- What the exercise asks:
Rewrite the listing below with every "--find" replaced by "--locate" and nothing else changed. Leave the pictures out of your answer.

----------

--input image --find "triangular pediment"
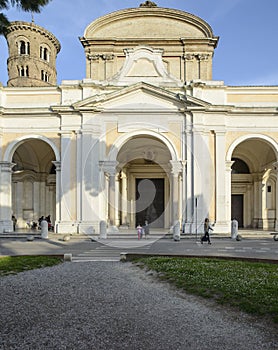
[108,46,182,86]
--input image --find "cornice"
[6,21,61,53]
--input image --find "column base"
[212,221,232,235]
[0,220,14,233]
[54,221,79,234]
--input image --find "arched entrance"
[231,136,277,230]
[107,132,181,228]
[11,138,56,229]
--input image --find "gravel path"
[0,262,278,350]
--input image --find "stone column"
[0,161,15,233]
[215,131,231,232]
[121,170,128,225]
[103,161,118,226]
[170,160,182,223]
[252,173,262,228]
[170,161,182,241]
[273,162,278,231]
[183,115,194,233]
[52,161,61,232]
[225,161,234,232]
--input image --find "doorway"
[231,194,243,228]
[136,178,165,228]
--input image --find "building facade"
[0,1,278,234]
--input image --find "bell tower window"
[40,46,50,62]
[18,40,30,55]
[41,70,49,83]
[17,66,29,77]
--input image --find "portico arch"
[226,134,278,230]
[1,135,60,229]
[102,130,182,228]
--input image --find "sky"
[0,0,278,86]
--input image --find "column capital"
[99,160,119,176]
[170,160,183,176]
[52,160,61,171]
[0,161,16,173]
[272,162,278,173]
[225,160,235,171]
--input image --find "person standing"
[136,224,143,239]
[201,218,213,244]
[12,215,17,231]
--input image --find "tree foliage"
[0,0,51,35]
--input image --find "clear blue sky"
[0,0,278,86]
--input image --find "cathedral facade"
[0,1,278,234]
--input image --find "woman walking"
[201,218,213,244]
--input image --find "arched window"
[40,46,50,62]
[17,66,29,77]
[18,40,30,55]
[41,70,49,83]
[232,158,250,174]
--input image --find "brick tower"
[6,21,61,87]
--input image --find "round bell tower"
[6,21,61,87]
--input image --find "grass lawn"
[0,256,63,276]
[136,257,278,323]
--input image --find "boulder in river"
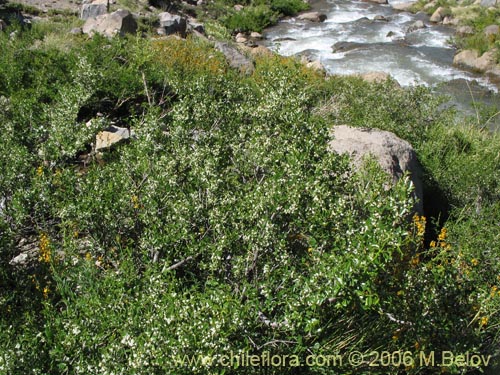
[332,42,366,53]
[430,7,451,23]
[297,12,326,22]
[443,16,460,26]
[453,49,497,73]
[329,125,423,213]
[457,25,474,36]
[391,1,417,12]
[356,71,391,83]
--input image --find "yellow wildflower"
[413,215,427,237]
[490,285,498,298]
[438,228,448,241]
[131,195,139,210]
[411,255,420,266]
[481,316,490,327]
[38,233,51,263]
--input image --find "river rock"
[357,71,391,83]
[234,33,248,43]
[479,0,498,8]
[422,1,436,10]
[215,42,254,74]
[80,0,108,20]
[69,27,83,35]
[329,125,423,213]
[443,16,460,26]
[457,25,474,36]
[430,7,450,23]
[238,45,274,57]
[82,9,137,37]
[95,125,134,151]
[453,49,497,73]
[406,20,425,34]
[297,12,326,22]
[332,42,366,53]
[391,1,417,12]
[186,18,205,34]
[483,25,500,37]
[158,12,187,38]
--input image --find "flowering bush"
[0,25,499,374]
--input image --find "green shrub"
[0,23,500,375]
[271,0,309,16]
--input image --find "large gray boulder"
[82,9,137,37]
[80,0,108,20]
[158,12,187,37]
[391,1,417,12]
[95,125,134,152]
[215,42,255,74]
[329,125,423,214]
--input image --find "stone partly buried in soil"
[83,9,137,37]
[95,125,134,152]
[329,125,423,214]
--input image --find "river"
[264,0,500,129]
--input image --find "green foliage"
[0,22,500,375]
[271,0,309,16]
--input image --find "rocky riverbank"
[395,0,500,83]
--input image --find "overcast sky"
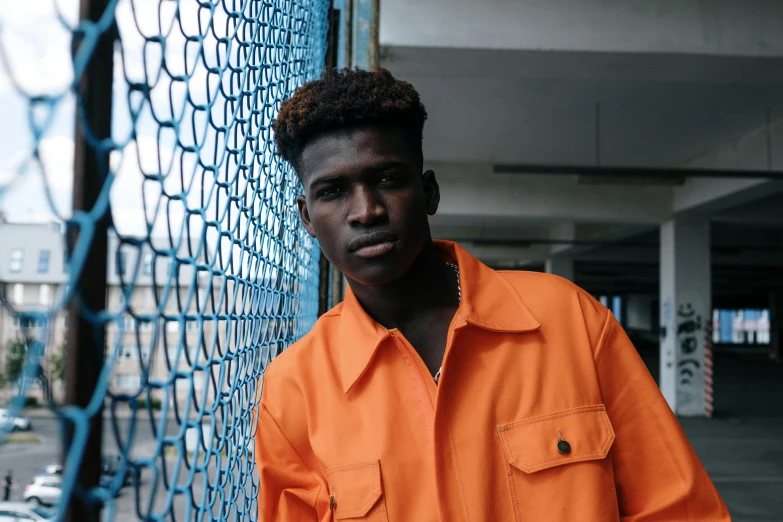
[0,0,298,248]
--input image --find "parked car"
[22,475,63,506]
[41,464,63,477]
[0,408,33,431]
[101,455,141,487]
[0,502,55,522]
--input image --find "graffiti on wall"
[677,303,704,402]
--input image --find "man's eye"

----------

- Solution for this exercise:
--input image --locate "triangular pediment"
[108,46,182,86]
--input image --locate "cornice"
[6,21,61,53]
--input image --locate "column base"
[212,221,232,235]
[0,220,14,233]
[54,221,79,234]
--input image --locate "arched entrance"
[231,136,277,230]
[107,132,181,228]
[11,138,56,229]
--input image --locate "gravel path"
[0,262,278,350]
--input image --locate "stone column"
[0,161,15,233]
[215,131,231,232]
[121,170,128,225]
[103,161,118,226]
[170,160,182,223]
[252,173,262,228]
[170,161,182,241]
[273,162,278,231]
[183,115,194,233]
[52,161,61,232]
[225,161,234,232]
--input image --locate "doorway"
[231,194,243,228]
[136,178,165,228]
--input image --locate "building facade"
[0,1,278,234]
--input image --locate "bell tower window"
[40,46,50,62]
[18,40,30,55]
[41,70,49,83]
[17,66,29,77]
--input image --locate "portico arch"
[226,134,278,230]
[1,135,60,229]
[102,130,182,228]
--input image --locate "sky"
[0,0,278,86]
--input image --locate "column capital"
[99,160,119,176]
[170,160,183,176]
[52,160,61,171]
[0,161,16,173]
[272,162,278,173]
[225,160,235,171]
--input image --locate "person standing"
[136,224,143,239]
[201,218,213,244]
[12,215,17,231]
--input image --locate "tree foliage"
[0,0,51,35]
--input image --locate "clear blue sky"
[0,0,278,86]
--input image --locate "cathedral facade"
[0,1,278,234]
--input image --locate "woman walking"
[201,218,213,244]
--input image --locate "arched window"
[40,46,50,62]
[17,66,29,77]
[18,40,30,55]
[41,70,49,83]
[232,158,250,174]
--input image --locate "brick tower"
[6,21,61,87]
--input image --locate "round bell tower"
[6,21,61,87]
--input image --locate "grass lawn"
[0,256,63,276]
[136,257,278,323]
--input image --locate "boulder in river"
[332,42,366,53]
[430,7,451,23]
[297,12,326,22]
[443,16,460,26]
[453,49,497,73]
[329,125,423,213]
[457,25,474,36]
[391,1,417,12]
[356,71,391,83]
--input image --locate "yellow wildflower"
[413,215,427,237]
[490,285,498,298]
[438,228,448,241]
[131,195,139,210]
[411,255,420,266]
[481,316,490,327]
[38,233,51,263]
--input image --locate "river rock"
[357,71,391,83]
[234,33,248,43]
[479,0,498,8]
[422,1,436,10]
[215,42,254,74]
[80,0,108,20]
[69,27,83,35]
[329,125,423,213]
[443,16,460,26]
[457,25,474,36]
[430,7,450,23]
[238,45,274,57]
[82,9,137,37]
[95,125,134,151]
[453,49,497,73]
[406,20,425,34]
[297,12,326,22]
[332,42,366,53]
[391,1,417,12]
[186,18,205,34]
[483,25,500,37]
[158,12,187,38]
--input image --locate "flowering bush"
[0,25,499,374]
--input image --locate "green shrub"
[0,23,500,375]
[271,0,309,16]
--input image --locate "large gray boulder"
[82,9,137,37]
[80,0,108,20]
[158,12,187,37]
[391,1,417,12]
[95,125,134,152]
[215,42,255,74]
[329,125,423,214]
--input image --locate "stone partly buried in soil"
[83,9,137,37]
[95,125,134,152]
[329,125,423,214]
--input image --locate "river"
[264,0,500,129]
--input image --locate "green foliage"
[0,22,500,375]
[271,0,309,16]
--input image --locate "rocky riverbank"
[395,0,500,83]
--input image --locate "overcast sky"
[0,0,298,248]
--input image --locate "parked car"
[22,475,63,506]
[41,464,63,477]
[0,408,33,431]
[101,455,141,487]
[0,502,55,522]
--input image --locate "graffiti on wall"
[677,303,704,402]
--input image --locate "man's eye"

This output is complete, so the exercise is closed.